All lines from the one containing "Query: white ski pole" to the end of the listing below are to be reproduced exactly, and no others.
============
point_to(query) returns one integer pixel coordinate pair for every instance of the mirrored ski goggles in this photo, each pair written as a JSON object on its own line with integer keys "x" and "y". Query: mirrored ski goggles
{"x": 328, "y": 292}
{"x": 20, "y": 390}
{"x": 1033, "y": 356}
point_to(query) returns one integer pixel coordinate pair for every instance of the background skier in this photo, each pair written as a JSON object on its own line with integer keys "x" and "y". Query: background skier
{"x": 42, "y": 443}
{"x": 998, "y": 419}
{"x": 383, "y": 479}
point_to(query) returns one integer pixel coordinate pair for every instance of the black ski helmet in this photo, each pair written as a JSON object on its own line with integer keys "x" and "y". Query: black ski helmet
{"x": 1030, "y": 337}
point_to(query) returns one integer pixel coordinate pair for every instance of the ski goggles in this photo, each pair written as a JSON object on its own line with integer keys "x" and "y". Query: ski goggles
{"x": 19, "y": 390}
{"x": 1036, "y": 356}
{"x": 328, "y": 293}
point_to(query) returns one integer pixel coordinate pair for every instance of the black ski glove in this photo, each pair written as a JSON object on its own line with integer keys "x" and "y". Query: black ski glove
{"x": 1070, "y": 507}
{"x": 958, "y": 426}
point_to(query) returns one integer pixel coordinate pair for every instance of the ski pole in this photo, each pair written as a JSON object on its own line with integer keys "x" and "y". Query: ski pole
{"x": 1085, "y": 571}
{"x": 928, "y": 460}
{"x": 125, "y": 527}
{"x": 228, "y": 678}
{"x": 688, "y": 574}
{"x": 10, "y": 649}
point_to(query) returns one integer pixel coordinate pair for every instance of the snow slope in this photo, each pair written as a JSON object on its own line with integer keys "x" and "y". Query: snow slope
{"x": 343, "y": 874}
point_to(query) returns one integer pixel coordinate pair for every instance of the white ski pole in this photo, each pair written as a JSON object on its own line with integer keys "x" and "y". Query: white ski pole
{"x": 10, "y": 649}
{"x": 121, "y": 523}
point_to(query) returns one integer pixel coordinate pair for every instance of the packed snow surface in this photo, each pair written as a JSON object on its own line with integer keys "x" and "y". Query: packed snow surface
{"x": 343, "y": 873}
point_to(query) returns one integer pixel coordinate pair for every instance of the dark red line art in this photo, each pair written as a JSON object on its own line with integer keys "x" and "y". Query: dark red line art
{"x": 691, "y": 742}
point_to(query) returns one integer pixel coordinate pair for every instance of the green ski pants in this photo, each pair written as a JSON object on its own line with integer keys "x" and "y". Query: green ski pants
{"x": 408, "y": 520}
============
> [RESULT FOR THIS TASK]:
point_to(query) returns one integer pixel coordinate pair for every instance of the white ski pole in this photo, each pair written as a JSON object on its own line with integer keys "x" and "y". Query: white ski pole
{"x": 10, "y": 649}
{"x": 121, "y": 523}
point_to(query) returns one integer pixel coordinate pair for every instance of the packed snow surface in this photo, each pair written as a JSON object on its own line with integer keys "x" and "y". Query: packed snow surface
{"x": 343, "y": 873}
point_to(query) returns one integer pixel coordinate pair for every instance of the dark red line art in this photo, each pair written as a JSON object on its own line with integer keys "x" and "y". Query: dark red line art
{"x": 691, "y": 742}
point_to(query) returns one integer pixel coordinate pair for every instance of the green ski pants in this photo, each pair written as a JSON object on its own line with integer keys "x" and "y". Query: green ski pants
{"x": 408, "y": 520}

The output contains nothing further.